■ **EXTRACTED MATERIAL**

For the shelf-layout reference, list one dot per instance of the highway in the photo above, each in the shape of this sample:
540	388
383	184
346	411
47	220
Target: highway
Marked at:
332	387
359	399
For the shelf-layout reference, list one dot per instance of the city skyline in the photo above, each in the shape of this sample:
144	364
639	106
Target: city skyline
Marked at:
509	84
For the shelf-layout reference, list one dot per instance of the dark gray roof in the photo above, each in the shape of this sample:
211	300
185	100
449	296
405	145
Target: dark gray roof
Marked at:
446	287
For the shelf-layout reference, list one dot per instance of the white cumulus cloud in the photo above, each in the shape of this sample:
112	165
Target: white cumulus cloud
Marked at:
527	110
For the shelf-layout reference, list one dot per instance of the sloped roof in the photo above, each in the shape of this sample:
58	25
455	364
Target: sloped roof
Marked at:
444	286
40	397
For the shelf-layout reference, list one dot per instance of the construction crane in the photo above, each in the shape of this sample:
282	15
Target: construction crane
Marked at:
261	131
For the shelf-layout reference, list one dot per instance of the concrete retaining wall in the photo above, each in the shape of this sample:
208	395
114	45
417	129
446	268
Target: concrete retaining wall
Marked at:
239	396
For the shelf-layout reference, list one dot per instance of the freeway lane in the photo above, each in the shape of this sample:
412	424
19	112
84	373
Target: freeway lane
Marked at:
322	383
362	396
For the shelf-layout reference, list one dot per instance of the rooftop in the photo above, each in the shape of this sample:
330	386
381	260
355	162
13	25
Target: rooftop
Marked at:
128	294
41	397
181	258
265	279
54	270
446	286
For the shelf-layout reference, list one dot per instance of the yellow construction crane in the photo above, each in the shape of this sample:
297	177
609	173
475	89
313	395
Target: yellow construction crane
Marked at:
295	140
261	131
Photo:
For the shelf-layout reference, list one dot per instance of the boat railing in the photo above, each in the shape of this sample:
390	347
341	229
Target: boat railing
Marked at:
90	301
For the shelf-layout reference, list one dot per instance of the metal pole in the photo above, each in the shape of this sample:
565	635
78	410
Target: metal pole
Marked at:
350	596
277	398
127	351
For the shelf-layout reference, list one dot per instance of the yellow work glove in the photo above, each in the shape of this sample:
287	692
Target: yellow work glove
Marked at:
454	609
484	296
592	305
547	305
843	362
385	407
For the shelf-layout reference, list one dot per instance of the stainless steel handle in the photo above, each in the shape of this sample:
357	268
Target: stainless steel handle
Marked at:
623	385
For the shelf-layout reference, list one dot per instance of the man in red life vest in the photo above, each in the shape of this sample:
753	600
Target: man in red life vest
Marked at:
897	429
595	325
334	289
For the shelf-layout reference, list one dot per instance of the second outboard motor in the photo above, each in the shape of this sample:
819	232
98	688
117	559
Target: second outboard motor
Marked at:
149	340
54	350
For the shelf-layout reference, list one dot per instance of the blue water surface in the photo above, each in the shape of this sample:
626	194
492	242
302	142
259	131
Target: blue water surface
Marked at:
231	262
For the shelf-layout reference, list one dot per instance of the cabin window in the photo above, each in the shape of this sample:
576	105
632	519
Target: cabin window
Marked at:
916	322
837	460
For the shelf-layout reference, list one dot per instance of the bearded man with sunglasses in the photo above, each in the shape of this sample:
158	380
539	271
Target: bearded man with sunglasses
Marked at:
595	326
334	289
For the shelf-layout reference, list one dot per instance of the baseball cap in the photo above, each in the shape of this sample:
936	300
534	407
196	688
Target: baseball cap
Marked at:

■ **PROBLEM TO SOLVE**
Starting at the line that contains "of the baseball" and ending at the end of the items, rewrite those lines with "baseball cap" changed to "sun hat" and everything else left as it is.

■ **SOLUTION FOR THIS PROBLEM**
For the shelf-layout reference, list one dot per instance of the sun hat in the photo above, each in the shape of this sample:
936	300
534	407
196	688
Target: sun hat
Marked at:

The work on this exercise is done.